Try it: What you output should match the data below exactly.

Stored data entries
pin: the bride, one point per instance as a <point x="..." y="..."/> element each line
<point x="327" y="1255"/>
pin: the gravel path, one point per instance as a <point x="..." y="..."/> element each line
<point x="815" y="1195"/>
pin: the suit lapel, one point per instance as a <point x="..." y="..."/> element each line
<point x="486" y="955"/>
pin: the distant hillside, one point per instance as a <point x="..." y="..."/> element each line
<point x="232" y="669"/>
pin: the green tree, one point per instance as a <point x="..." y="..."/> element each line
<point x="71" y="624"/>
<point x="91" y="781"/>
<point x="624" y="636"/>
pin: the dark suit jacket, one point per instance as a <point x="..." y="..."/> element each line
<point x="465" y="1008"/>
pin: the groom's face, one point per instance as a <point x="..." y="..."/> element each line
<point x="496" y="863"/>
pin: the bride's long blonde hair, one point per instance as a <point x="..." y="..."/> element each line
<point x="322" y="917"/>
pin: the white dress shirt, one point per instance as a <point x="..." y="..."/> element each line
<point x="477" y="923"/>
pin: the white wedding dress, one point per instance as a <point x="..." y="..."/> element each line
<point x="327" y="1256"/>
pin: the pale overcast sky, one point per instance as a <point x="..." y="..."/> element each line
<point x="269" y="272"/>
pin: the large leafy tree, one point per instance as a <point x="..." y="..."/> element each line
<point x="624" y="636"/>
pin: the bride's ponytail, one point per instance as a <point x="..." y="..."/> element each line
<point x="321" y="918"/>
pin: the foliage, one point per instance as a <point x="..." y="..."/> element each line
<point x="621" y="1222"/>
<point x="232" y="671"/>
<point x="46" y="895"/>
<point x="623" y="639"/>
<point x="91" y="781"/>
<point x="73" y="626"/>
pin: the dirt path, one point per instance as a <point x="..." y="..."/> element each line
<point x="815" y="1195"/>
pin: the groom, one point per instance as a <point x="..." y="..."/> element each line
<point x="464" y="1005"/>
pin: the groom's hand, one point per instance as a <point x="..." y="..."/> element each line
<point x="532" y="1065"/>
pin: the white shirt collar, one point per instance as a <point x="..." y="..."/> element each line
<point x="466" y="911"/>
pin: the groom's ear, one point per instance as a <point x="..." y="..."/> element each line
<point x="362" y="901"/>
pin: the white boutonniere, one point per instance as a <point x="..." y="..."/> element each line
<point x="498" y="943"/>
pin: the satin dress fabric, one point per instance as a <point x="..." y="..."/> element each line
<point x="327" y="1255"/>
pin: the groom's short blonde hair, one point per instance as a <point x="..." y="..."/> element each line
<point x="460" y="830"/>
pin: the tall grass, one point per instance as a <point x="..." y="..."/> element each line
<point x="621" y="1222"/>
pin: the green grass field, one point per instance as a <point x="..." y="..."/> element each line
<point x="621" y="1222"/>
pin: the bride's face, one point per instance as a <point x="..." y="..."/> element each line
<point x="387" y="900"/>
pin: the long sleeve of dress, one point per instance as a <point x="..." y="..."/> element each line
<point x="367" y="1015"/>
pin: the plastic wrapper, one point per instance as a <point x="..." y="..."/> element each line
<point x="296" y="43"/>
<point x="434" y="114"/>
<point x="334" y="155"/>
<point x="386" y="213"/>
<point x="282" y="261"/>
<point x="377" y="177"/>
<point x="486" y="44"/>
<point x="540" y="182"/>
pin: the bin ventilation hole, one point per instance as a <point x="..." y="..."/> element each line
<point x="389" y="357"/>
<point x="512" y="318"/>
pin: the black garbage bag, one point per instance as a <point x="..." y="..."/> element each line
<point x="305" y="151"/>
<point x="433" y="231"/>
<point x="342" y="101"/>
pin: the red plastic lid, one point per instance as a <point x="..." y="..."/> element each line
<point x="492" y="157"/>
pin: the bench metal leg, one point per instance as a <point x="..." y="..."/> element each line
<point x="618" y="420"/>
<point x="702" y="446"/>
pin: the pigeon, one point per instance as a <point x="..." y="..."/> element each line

Solution to the exercise:
pin: the bride, one point per instance as a <point x="..." y="..."/> element each line
<point x="327" y="1255"/>
pin: the gravel path, one point per instance as a <point x="..." y="..."/> element each line
<point x="815" y="1195"/>
pin: the suit lapel, one point per instance as a <point x="..." y="..."/> element each line
<point x="486" y="955"/>
pin: the distant hillside, one point per instance as a <point x="..." y="..."/> element each line
<point x="232" y="669"/>
pin: the green tree, one point per instance as a <point x="..." y="..."/> element each line
<point x="71" y="624"/>
<point x="91" y="781"/>
<point x="624" y="636"/>
pin: the dark suit jacket, one point per instance as a <point x="..." y="..."/> element each line
<point x="465" y="1008"/>
pin: the groom's face, one point per instance as a <point x="..." y="..."/> element each line
<point x="496" y="863"/>
pin: the bride's long blonde hair, one point per instance as a <point x="..." y="..."/> element each line
<point x="322" y="917"/>
pin: the white dress shirt, one point per instance as a <point x="..." y="..."/> element each line
<point x="477" y="923"/>
pin: the white wedding dress, one point per instance as a <point x="..." y="..."/> element each line
<point x="327" y="1256"/>
pin: the pale overcast sky, one point per instance as a <point x="..." y="..."/> element each line
<point x="269" y="272"/>
pin: the large leafy tree, one point per instance as a <point x="..." y="..."/> element each line
<point x="624" y="636"/>
pin: the bride's ponytail, one point per instance as a <point x="..." y="..."/> element each line
<point x="321" y="918"/>
pin: the foliage, one point per instance as a <point x="..." y="..."/> element each line
<point x="621" y="1222"/>
<point x="232" y="671"/>
<point x="46" y="895"/>
<point x="623" y="639"/>
<point x="91" y="781"/>
<point x="73" y="626"/>
pin: the dirt path, one point per instance as a <point x="..." y="..."/> element each line
<point x="815" y="1195"/>
pin: the groom, one point per instance as a <point x="..." y="..."/> element each line
<point x="464" y="1005"/>
pin: the groom's hand, one point per instance as a <point x="..." y="..."/> element each line
<point x="532" y="1065"/>
pin: the white shirt collar, one point per instance as a <point x="..." y="..."/> element each line
<point x="466" y="911"/>
pin: the groom's ear, one point per instance as a <point x="..." y="..."/> element each line
<point x="362" y="901"/>
pin: the white boutonniere, one point per instance as a <point x="..." y="..."/> element each line
<point x="498" y="943"/>
pin: the satin dress fabric, one point per instance as a <point x="..." y="..."/> element each line
<point x="327" y="1255"/>
pin: the groom's short blonde hair, one point per instance as a <point x="..." y="..."/> element each line
<point x="460" y="830"/>
pin: the tall grass, one point per instance as a <point x="..." y="..."/> element each line
<point x="621" y="1222"/>
pin: the green grass field, one point per instance as a <point x="..." y="..."/> element each line
<point x="621" y="1222"/>
pin: the bride's face, one point per instance as a <point x="..." y="..."/> element each line
<point x="387" y="900"/>
pin: the long sleeve of dress, one point per instance as a <point x="..." y="..."/> element each line
<point x="367" y="1015"/>
pin: the plastic wrapper, one point per instance as a <point x="..." y="..."/> element each line
<point x="296" y="43"/>
<point x="434" y="114"/>
<point x="334" y="155"/>
<point x="386" y="213"/>
<point x="282" y="261"/>
<point x="377" y="177"/>
<point x="486" y="44"/>
<point x="540" y="182"/>
pin: the bin ventilation hole, one point per instance as a <point x="..." y="..."/> element each line
<point x="389" y="357"/>
<point x="512" y="318"/>
pin: the black garbage bag, one point per instance as a <point x="..." y="..."/> element each line
<point x="305" y="151"/>
<point x="433" y="231"/>
<point x="342" y="101"/>
pin: the red plastic lid, one point per instance as a <point x="..." y="..."/> element each line
<point x="492" y="157"/>
pin: the bench metal leg, one point per instance as a <point x="..." y="..."/> element each line
<point x="618" y="420"/>
<point x="702" y="446"/>
pin: the pigeon, one point per instance as a <point x="..." y="..."/> element each line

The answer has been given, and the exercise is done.